** START OF ROWS **
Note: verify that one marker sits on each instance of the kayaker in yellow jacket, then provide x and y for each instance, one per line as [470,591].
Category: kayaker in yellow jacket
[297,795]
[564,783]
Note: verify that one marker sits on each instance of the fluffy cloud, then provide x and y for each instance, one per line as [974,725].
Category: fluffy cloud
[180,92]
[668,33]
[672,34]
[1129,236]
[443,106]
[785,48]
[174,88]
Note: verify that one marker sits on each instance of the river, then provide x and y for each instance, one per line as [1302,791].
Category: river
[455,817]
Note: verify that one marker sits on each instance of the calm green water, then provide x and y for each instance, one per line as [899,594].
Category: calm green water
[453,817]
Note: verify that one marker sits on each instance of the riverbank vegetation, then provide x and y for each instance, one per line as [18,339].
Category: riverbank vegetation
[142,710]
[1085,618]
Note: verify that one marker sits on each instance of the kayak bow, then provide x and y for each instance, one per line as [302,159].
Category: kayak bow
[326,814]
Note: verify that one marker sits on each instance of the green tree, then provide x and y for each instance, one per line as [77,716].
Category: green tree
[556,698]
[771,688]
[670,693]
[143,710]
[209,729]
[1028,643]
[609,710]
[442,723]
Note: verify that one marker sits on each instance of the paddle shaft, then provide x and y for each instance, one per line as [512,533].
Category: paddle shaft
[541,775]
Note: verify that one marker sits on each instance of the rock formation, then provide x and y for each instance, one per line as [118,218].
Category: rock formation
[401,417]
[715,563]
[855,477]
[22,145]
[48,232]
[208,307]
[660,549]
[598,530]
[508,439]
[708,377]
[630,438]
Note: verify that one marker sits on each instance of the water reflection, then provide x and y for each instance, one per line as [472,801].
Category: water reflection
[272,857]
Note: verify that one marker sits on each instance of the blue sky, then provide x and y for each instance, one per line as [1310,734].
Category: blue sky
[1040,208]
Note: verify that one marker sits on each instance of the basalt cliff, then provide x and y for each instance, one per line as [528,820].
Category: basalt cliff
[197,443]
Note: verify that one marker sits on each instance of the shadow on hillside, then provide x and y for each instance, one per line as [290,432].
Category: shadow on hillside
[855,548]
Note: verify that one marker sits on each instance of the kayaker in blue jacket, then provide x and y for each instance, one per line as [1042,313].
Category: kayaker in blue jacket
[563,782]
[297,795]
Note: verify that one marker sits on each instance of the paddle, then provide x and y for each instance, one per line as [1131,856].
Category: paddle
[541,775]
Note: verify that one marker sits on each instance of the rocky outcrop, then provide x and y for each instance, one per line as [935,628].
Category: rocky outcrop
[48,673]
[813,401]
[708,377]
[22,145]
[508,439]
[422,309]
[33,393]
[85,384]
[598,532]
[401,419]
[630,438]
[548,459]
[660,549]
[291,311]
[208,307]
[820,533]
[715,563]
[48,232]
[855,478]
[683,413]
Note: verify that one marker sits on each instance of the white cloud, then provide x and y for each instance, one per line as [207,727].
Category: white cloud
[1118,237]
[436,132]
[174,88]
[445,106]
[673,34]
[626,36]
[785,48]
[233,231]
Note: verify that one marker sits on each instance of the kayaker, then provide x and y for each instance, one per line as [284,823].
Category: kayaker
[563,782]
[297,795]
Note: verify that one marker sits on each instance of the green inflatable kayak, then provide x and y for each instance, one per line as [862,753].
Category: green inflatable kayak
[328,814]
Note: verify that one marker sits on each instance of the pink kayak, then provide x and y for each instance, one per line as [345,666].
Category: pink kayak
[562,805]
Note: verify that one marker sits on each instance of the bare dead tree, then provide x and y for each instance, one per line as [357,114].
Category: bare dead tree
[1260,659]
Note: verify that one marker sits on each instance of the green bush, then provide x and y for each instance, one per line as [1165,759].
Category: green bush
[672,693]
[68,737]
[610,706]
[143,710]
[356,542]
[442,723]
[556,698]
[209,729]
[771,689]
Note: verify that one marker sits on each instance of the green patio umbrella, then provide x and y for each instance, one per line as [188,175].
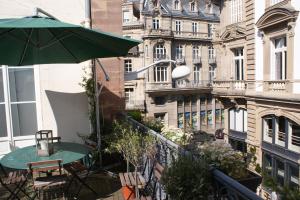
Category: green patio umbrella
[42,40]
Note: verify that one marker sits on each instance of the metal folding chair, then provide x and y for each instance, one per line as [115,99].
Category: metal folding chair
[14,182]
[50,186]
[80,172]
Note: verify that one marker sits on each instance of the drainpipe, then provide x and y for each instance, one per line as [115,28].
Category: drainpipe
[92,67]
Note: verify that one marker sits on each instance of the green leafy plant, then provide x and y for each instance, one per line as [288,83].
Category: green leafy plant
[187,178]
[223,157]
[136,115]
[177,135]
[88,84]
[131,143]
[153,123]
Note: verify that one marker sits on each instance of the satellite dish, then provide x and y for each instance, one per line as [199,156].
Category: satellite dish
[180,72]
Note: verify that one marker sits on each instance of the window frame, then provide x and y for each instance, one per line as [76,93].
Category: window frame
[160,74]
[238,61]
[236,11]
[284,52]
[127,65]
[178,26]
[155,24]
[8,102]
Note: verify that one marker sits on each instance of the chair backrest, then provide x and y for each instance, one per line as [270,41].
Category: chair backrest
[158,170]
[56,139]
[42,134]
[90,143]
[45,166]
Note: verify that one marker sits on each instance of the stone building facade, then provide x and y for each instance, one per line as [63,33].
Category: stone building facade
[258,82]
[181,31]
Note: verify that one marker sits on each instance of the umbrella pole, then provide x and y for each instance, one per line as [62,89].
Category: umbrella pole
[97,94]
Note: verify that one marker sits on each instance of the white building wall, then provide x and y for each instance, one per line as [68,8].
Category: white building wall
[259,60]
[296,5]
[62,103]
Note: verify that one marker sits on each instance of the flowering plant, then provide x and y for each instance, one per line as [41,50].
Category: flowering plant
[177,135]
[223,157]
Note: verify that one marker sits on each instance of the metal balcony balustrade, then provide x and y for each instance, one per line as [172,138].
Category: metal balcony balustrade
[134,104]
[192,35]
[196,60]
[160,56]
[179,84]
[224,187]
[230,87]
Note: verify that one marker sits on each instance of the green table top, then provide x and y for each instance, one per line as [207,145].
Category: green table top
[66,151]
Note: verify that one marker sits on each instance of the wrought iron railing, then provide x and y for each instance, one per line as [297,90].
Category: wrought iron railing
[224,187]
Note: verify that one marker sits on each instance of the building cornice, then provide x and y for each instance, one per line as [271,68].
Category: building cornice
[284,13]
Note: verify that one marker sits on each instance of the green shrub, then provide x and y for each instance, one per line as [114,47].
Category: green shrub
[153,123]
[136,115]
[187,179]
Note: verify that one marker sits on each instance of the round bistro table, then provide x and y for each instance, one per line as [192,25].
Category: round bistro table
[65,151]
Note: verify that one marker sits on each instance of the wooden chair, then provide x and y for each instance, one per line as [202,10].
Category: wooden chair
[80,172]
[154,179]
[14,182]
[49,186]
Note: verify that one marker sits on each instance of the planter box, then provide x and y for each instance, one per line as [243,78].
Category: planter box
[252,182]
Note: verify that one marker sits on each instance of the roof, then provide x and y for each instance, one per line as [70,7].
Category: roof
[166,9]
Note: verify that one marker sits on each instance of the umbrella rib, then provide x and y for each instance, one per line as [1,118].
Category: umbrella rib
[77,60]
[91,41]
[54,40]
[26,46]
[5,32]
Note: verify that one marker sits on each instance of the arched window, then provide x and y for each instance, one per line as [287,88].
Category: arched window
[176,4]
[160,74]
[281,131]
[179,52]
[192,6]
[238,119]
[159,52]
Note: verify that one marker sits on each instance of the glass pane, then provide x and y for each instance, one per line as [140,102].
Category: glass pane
** END OF ROWS **
Copy all of the material above word for word, and leave the pictures out of your copy.

Note: verify that one marker sits on each instance of the kayaker in yellow jacket, then provide x and y for each instance, one per line as [470,591].
Category: kayaker in yellow jacket
[297,795]
[564,783]
Note: verify that one marker sits on each instance of the fluffy cloud, then provide x and y for each instance, one per line as [974,725].
Category: fluffy cloud
[180,92]
[668,33]
[672,34]
[1129,236]
[443,106]
[785,48]
[174,88]
Note: verify that one marker sits on each instance of the river, then provide x and y for each instance, one per line as [1302,791].
Category: river
[455,817]
Note: verify that one marker sits on each instance of the calm green water, then provide x and y for each instance, one per line as [899,594].
Category: calm green water
[453,817]
Note: verify that one marker sits on each instance of the riverbank vegetation, then provide x and y for each instance, one per line as [18,339].
Category: riverbank vegetation
[142,710]
[1085,618]
Note: verify that one marker sits on each instance of the kayak bow, then provide x and y for each instance, one per line as [302,159].
Category: kayak bow
[326,814]
Note: verify that one marker sits on each instance of the green tree, then provide x and y for each instance, one per line as [77,716].
Category: green tree
[556,698]
[771,688]
[670,693]
[143,710]
[209,729]
[1028,643]
[609,710]
[442,723]
Note: verify that one marker sits on each instance of the paddle shaft, then provide x and y for each instance, one per line as [512,533].
Category: paddle shaft
[541,775]
Note: verify that one marker sits on each instance of the rock formation, then provide x and y for each instance, one per line as [118,218].
Category: rock formation
[401,417]
[715,563]
[855,477]
[22,145]
[48,232]
[208,307]
[660,549]
[598,530]
[508,439]
[708,377]
[630,438]
Note: verify that one marker sits on each instance of the water reflection, then provide x and y for each instance, one per line as [472,801].
Category: water reflection
[272,857]
Note: verify that one marker sits on each instance of the blue sky, then provide x and y for each instance, one per line as [1310,734].
Category: blue sky
[1040,208]
Note: verify that one marker sits on each instance of the basalt cliff, then provide x and y for each instance, one per line as [528,820].
Category: basalt cliff
[197,443]
Note: verify that one marker sits on each instance of the shadow on hillside, then provide x and y for each instance, one per line as [290,432].
Category: shadow on hillside
[855,548]
Note: verify that one marker sits on each instance of the kayaker in blue jacket, then provide x and y for each instance, one per line as [1042,313].
Category: kayaker in blue jacket
[563,782]
[297,795]
Note: verify that one marker sits on each instance of the paddle, then provide x and y for each instance, one per line as [1131,856].
Category: paddle
[541,775]
Note: verify that one marker sits on each instance of the rocky outcrop, then provide x and y for each instance, one per line as [935,628].
Category: rocky outcrop
[48,673]
[813,401]
[708,377]
[22,145]
[508,439]
[422,309]
[33,393]
[85,384]
[598,532]
[401,419]
[630,438]
[548,459]
[660,549]
[291,311]
[208,307]
[820,533]
[715,563]
[48,232]
[855,478]
[683,413]
Note: verify that one marker sits on each instance of the white cloud, then provide x and y for each instance, one per line as [207,727].
Category: white cloud
[1118,237]
[436,132]
[174,88]
[445,106]
[673,34]
[626,36]
[785,48]
[233,231]
Note: verify that one marker sits on each instance of the kayaker, then provide x and y for each instance, one per line as [284,823].
Category: kayaker
[563,782]
[297,795]
Note: verify that one marker sits on each instance of the green inflatable kayak, then provide x and y for each instance, one per line as [862,753].
Category: green inflatable kayak
[328,814]
Note: verify that one marker sits on each instance of the pink kayak, then provide x and y for each instance, one per line as [345,666].
Category: pink kayak
[562,805]
Note: verify that one marker sits on each instance of the bare dead tree, then provide x and y for each instance, one per line as [357,114].
Category: bare dead tree
[1260,659]
Note: verify that one marker sits on each instance of the green bush, then provide x and y for each instance, one per line as [1165,759].
Category: green bush
[672,693]
[68,737]
[610,706]
[143,710]
[356,542]
[442,723]
[556,698]
[209,729]
[771,689]
Note: verify that one marker sits on each instance of the green patio umbrella, then provide x and y for each instance, one per line as [188,175].
Category: green patio umbrella
[42,40]
Note: verify that one marker sits on each instance of the metal folding chair, then provide x and y for each instance, one per line as [115,99].
Category: metal folding chair
[14,182]
[50,186]
[80,172]
Note: verify that one marker sits on each instance of the drainpipe, then provide x and y for each instance, one per line as [115,28].
Category: drainpipe
[92,67]
Note: verify that one marker sits on each instance of the green leafy plant, then provide x and y for each instance, one per line as [288,83].
Category: green leafy plant
[187,178]
[223,157]
[136,115]
[177,135]
[88,84]
[131,143]
[153,123]
Note: verify that one marker sits on each instance of the satellite dish, then provide x and y for each instance, one per line as [199,156].
Category: satellite dish
[180,72]
Note: verify that one marker sits on each instance of the window frame, then provide x and y for each instance, one per line as [76,93].
Category: window frame
[160,74]
[238,61]
[236,11]
[284,52]
[127,65]
[178,26]
[155,24]
[8,102]
Note: verify that one marker sits on each instance of the chair backrest, then provide x and y for each instance, one per line as [270,41].
Category: chair backrest
[158,170]
[56,139]
[42,134]
[90,143]
[45,166]
Note: verify that one marker sits on each instance of the stone building facade, then provide x and y for each instance, one per line as [63,33].
Category: stone building facade
[258,82]
[181,31]
Note: verify that one marker sits on each instance of the umbrella pole, then provide x and y for each instance, one per line as [62,89].
Category: umbrella pole
[97,94]
Note: verify that one marker sits on each instance of the white building wall, then provide x and y for each instance, one per line as [68,8].
Category: white building wall
[259,60]
[296,5]
[62,103]
Note: verify that one marker sits on each instance of the flowering plant, then provide x and y for each instance, one per line as [41,50].
Category: flowering plant
[177,135]
[223,157]
Note: verify that one marker sits on each instance of the metal balcony balustrade, then provide x and y for each instance, one per line as [172,138].
Category: metal balcony balustrade
[134,104]
[192,35]
[196,60]
[160,56]
[179,84]
[224,187]
[230,87]
Note: verify that one marker sits on each instance of the green table top, then provide x and y for each instance, one per line as [207,145].
Category: green table top
[66,151]
Note: verify that one marker sits on each instance of the wrought iron railing, then provide x and y for each instance, one per line as [297,90].
Category: wrought iron railing
[224,187]
Note: verify that one marker sits on each instance of the building cornice, then provide x and y for each instance, one per line as [271,68].
Category: building cornice
[284,13]
Note: verify that one marker sits on each instance of the green shrub, then provide x and y for each instance, one per line as [114,47].
Category: green shrub
[153,123]
[136,115]
[187,179]
Note: verify that one marker sits on each instance of the round bistro table, then provide x and y for each instance, one per line as [192,25].
Category: round bistro table
[65,151]
Note: verify that one marker sits on each instance of the wooden chair, then provide x and y for each instance, one per line as [202,10].
Category: wooden chair
[80,172]
[154,179]
[14,182]
[49,186]
Note: verify that one marker sits on each instance of the planter box, then provide x and y for each instance, one per line as [243,78].
Category: planter box
[252,182]
Note: verify that one marker sits on each instance of the roof, then provide x and y for each instance, one per line as [70,7].
Category: roof
[166,9]
Note: verify that one marker sits on each instance of the umbrella rib, then provide x and y for each instance, one per line as [1,118].
Category: umbrella rib
[77,60]
[91,41]
[54,40]
[26,46]
[5,32]
Note: verify that one marker sits on each instance of the arched window, then provide x and y for each instance, one per line as [287,88].
Category: arched window
[176,4]
[160,74]
[281,131]
[179,52]
[192,6]
[238,119]
[159,52]
Note: verify that one marker sits on each instance of the glass pane, then provide x and y for each instance, one per line as [140,102].
Category: glass pane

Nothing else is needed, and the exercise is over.